Below are the entries to work from; restate word for word the portion that opens with the line containing "Find the green" and closes with the line containing "Find the pink hat", keeping both.

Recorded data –

======

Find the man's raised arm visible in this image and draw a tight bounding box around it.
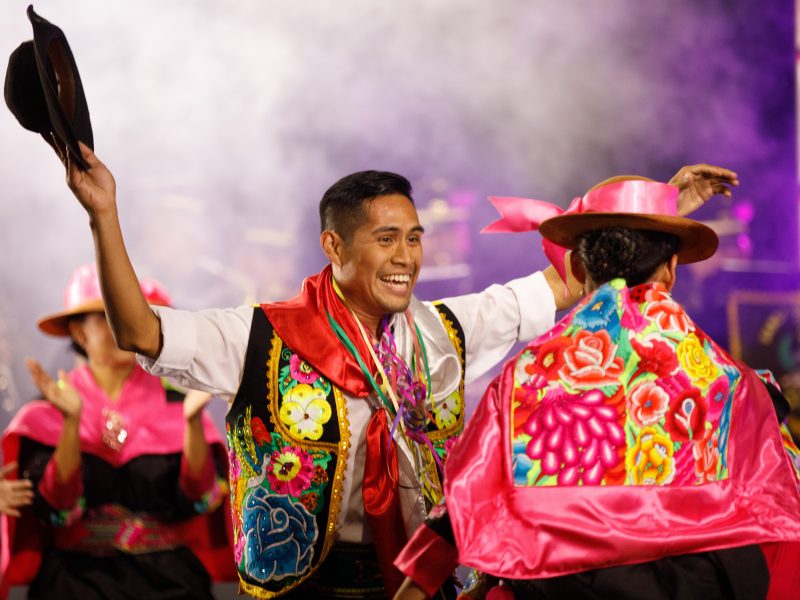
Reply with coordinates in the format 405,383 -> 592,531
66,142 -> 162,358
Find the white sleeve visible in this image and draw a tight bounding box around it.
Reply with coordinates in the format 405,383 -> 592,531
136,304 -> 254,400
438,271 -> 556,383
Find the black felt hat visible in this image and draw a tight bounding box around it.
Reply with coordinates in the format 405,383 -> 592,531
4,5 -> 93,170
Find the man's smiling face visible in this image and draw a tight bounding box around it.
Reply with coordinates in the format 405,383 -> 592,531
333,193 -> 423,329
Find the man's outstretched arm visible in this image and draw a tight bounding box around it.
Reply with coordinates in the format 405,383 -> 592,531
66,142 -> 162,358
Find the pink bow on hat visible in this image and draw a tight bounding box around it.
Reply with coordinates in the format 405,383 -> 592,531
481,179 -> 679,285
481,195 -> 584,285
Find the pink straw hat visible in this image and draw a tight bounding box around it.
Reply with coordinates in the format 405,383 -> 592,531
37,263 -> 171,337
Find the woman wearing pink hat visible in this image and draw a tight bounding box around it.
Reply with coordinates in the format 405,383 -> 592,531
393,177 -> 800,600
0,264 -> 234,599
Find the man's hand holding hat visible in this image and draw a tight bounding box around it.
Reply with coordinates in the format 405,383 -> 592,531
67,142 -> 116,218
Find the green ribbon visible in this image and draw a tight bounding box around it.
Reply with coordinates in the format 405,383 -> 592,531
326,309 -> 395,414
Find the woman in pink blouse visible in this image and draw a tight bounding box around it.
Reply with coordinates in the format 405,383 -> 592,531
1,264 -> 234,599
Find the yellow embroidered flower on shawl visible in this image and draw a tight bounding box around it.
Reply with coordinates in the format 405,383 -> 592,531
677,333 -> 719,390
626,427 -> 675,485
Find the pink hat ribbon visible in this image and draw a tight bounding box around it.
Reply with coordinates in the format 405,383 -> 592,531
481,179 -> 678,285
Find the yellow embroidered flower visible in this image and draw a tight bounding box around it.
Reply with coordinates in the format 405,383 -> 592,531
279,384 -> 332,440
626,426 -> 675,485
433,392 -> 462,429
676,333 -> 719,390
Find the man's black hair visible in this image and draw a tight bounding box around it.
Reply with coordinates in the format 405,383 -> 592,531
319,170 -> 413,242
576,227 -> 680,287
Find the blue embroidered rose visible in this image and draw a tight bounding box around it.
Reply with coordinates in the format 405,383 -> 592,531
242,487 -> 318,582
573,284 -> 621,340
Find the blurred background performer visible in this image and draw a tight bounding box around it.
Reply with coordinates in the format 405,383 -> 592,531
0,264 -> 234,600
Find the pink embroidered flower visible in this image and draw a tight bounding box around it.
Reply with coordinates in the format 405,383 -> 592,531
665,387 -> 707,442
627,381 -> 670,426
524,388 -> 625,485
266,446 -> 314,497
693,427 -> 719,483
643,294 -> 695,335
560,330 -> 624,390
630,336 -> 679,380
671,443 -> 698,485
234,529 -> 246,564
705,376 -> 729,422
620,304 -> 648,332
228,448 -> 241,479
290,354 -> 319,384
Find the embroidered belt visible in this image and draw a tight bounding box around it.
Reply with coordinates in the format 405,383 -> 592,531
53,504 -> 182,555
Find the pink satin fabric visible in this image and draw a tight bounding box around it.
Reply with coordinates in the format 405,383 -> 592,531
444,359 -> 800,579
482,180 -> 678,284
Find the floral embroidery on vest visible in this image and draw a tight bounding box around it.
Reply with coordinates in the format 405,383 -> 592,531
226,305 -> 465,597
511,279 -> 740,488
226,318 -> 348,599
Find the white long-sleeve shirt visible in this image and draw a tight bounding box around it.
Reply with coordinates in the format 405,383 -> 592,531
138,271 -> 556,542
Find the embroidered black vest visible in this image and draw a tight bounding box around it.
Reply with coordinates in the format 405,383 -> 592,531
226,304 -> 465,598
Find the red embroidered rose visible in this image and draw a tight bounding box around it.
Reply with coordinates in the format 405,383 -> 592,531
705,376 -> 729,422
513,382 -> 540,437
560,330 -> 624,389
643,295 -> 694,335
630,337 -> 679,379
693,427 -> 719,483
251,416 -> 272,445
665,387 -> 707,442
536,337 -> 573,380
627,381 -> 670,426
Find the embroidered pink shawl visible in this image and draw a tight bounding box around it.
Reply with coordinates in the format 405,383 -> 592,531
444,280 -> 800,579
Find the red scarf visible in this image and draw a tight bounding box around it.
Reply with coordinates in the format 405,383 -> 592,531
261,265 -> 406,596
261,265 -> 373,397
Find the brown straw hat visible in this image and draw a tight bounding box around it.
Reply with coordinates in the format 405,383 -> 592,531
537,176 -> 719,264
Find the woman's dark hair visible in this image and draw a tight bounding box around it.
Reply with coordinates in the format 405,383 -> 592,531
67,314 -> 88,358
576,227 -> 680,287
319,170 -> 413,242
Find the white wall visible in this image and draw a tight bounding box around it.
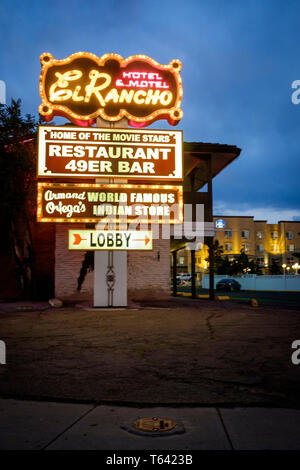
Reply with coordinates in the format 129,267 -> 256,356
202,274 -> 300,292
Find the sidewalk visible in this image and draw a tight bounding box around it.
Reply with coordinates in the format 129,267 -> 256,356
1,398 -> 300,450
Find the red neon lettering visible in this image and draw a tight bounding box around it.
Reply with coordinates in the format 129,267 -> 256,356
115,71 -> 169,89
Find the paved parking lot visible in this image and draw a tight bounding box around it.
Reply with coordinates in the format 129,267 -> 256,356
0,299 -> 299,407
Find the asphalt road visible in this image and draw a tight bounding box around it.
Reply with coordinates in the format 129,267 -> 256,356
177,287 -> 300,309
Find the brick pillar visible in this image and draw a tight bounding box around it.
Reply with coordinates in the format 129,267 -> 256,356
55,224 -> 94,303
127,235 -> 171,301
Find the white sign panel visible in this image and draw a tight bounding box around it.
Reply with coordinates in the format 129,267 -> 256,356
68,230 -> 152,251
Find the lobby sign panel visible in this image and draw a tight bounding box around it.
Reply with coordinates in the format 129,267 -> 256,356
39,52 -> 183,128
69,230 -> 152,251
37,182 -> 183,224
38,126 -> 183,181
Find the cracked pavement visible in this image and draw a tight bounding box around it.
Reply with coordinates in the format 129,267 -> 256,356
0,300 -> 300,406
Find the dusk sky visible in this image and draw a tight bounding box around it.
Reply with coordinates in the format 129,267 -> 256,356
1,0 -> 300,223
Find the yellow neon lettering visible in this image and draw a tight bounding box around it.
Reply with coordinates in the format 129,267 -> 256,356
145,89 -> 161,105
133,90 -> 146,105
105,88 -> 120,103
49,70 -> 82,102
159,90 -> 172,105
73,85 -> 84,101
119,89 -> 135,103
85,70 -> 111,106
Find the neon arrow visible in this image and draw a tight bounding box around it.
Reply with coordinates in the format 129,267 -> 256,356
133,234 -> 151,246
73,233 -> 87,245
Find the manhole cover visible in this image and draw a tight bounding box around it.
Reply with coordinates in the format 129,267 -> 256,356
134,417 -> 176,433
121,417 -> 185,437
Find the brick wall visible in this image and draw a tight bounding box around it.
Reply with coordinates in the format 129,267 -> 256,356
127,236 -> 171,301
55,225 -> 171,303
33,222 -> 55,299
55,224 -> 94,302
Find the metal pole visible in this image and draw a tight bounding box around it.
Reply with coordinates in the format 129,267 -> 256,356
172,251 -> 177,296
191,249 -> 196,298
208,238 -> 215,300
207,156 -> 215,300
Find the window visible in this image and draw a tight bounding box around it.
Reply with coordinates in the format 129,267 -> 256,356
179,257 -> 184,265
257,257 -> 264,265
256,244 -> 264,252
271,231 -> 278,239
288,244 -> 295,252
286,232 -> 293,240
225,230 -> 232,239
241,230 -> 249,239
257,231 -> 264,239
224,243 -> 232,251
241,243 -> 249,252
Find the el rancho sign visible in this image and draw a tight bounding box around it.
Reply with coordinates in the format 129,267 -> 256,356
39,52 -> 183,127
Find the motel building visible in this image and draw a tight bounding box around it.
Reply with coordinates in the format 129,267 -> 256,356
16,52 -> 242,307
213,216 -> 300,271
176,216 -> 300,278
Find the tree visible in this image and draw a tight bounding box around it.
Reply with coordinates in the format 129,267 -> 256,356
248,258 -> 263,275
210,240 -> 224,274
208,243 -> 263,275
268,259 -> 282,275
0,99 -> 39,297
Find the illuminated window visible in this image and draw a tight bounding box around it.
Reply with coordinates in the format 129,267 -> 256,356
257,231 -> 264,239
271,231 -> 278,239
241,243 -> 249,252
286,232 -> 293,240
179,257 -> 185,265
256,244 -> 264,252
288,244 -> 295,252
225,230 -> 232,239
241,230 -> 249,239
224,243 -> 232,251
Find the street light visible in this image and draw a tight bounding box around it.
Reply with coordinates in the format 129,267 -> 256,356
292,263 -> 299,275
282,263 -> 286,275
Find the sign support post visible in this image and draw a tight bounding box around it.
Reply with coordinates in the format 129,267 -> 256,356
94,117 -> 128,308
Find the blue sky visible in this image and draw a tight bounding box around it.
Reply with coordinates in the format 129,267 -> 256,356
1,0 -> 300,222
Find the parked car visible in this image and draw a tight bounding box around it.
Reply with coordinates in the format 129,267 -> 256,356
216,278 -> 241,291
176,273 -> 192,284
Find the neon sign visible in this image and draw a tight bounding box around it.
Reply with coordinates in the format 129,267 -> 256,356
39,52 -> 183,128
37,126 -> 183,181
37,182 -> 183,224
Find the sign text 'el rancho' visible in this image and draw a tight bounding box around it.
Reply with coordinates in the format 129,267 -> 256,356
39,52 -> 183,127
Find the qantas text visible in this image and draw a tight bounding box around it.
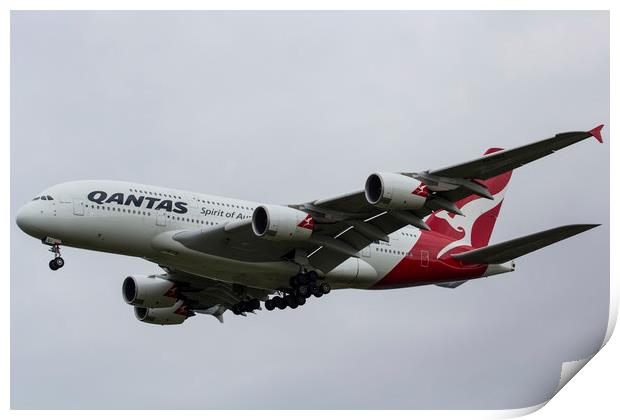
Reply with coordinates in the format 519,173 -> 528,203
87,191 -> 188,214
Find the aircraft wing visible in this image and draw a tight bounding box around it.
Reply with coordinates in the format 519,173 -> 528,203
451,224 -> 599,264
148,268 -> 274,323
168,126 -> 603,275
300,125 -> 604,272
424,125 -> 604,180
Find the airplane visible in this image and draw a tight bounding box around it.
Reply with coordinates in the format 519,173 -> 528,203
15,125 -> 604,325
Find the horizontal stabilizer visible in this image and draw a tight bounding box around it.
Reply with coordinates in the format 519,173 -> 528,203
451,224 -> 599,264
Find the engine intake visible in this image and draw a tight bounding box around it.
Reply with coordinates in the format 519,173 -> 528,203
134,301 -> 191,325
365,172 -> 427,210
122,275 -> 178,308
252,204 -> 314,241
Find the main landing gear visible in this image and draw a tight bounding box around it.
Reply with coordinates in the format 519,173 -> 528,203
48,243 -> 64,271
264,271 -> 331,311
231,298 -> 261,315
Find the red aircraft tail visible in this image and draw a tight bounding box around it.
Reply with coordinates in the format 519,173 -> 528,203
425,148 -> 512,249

======

COMPLETED TASK –
Find the green ribbon visible in this image and draw a tight bounding box around it.
Reply with coordinates in the format 405,383 -> 592,531
326,309 -> 395,414
Find the woman in pink blouse visible in this image and draw a tight bounding box around it.
Reply with coordinates in the format 405,383 -> 592,531
1,264 -> 234,599
Find the yellow embroidered flower on shawl visible in this image and draw a tight bounding box around it.
Reply with coordinates in the format 405,383 -> 592,531
677,333 -> 719,390
626,427 -> 675,485
Find the pink hat ribbon visible in this image and draw a tight bounding box around it.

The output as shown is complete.